{
 "cells": [
  {
   "cell_type": "markdown",
   "metadata": {},
   "source": [
    "# Use of Optional Data Curation Features by Harvard Dataverse Users"
   ]
  },
  {
   "cell_type": "markdown",
   "metadata": {},
   "source": [
    "## Data Cleaning and Analysis Workflow for Harvard Dataverse Inventory"
   ]
  },
  {
   "cell_type": "markdown",
   "metadata": {},
   "source": [
    "**Author:** C. M. Boyd, ceilyn.boyd@simmons.edu, ceilyn_boyd@harvard.edu\n",
    "- **Created:** 8 June 2020\n",
    "- **Updated:** 6 July 2020"
   ]
  },
  {
   "cell_type": "markdown",
   "metadata": {},
   "source": [
    "**About the Data:** Two files serve as raw data for this project: `raw_filedata.csv` and `raw_dataset_data.csv`. These two files reflect the inventory of the Harvard Dataverse repository on 28 October 2019 and 29 October 2019. \n",
    "\n",
    "- `raw_filedata.csv`: Using an SQL query, a file containing a list of all files associated with datasets was created on 28 October 2019. This inventory identified **383,687** files associated with **29,295** datasets. \n",
    "- `raw_dataset_data.csv`: A second SQL query was made on 29 October 2019 to get at list of all datasets at that time. There were **29,997** datasets in the inventory on that day.\n",
    "\n",
    "**Note:** There is 702 item discrepancy between the number of datasets reflected in these two files. Data cleaning and analysis was performed using Python code and Excel in order to generate descriptive statistics about the Harvard Repository on those two days. Ultimately, **29,295** datasets and **383,685** files were identified."

------------------------

▶ **WORK TO COMPLETE**:
[1] Answer these questions using the Harvard Dataverse text:
(a) On what date was the list of all files associated with datasets created?
(b) How many datasets were in the inventory on 29 October 2019?
(c) On what date was the text last updated?
[2] Write the next portion of the Harvard Dataverse text, beginning after its final sentence.

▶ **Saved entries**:
------------------------

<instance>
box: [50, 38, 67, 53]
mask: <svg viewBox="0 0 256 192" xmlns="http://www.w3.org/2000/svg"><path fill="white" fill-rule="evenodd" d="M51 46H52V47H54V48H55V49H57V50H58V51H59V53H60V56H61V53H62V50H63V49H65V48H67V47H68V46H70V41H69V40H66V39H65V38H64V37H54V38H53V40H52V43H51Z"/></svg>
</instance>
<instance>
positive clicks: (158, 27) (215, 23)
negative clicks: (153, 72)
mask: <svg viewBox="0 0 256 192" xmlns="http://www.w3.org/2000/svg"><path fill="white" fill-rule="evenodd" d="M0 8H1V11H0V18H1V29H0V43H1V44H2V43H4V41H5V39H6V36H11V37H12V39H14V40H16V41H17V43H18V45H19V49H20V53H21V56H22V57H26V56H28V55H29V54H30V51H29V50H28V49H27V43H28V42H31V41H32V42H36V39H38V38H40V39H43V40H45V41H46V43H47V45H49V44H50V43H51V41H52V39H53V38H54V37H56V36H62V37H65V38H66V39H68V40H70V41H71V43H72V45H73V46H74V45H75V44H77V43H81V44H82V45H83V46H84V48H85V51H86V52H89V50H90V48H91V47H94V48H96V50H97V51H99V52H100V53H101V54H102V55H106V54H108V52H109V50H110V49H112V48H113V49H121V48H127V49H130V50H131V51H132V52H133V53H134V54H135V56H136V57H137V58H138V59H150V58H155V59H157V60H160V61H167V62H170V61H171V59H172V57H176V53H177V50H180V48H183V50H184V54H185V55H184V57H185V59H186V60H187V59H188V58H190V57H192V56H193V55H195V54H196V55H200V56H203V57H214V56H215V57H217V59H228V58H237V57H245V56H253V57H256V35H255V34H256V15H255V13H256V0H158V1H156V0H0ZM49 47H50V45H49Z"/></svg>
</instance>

------------------------

▶ **EXERCISE ANSWERS**:
[1]
(a) 28 October 2019
(b) 29,997
(c) 6 July 2020

[2]
   ]
  },
  {
   "cell_type": "markdown",
   "metadata": {},
   "source": [
    "## Systems\n",
    "- **Python Environment:** Anaconda Navigator 1.6.9, Python 3.6\n",
    "- **Jupyter Notebook:** Version 5.0.0\n",
    "- **MacOS:** Catalina, 10.15.4 and Mojave, 10.14.6\n",
    "- **Excel for MacOS:** 16.37\n",
    "- **DB Browser for SQLite:** 3.11.2 (https://sqlitebrowser.org) (Used to review SQL and inspect output of SQL statements)\n",
    "- **SPSS for MacOS:** Version 26"
   ]
  },
  {
   "cell_type": "markdown",
   "metadata": {},
   "source": [
    "## Files"
   ]
  },
  {
   "cell_type": "markdown",
   "metadata": {},
   "source": [
    "### Input Files\n",
    "These two raw input files were created by an IQSS database analyst who generated the SQL queries on the database to capture raw information about datasets and files in Harvard Dataverse. These two files were then cleaned, processed, and analyzed by C. M. Boyd to generate descriptive statistics about the data.\n",
    "\n",
    "- `raw_filedata.csv`: File containing a list of all files associated with datasets was created on 28 October 2019 using an SQL query. This inventory identified **383,687** files associated with **29,296** datasets. \n",
    "- `raw_dataset_data.csv`: File containing a list of all datasets in Harvard Dataverse on 29 October 2019 created using an SQL query. There were **29,997** datasets in the inventory on that day.\n",
    "\n",
    "### Generated Files\n",
    "- `dataset_data_subset.tsv`: The file containing the subset of datasets that were referenced in cleaned_filedata.tsv and all additional fields needed to support statistical analysis using SPSS\n",
    "\n",
    "### Other Output Files\n",
    "- `dataset_data_subset.xlxs`: The manually create, resaved file `dataset_data_subset.tsv`; operation is performed because there is a complex record in the file that contains nested quotes that confuses the SPSS tab-separated-values and comma-separated-values parsers.\n",
    "- `hdofu_dataset_data_subset.sav`: Manually created SPSS project file, result of importing `dataset_data_subset.xlsx` and performing statistical processes upon it."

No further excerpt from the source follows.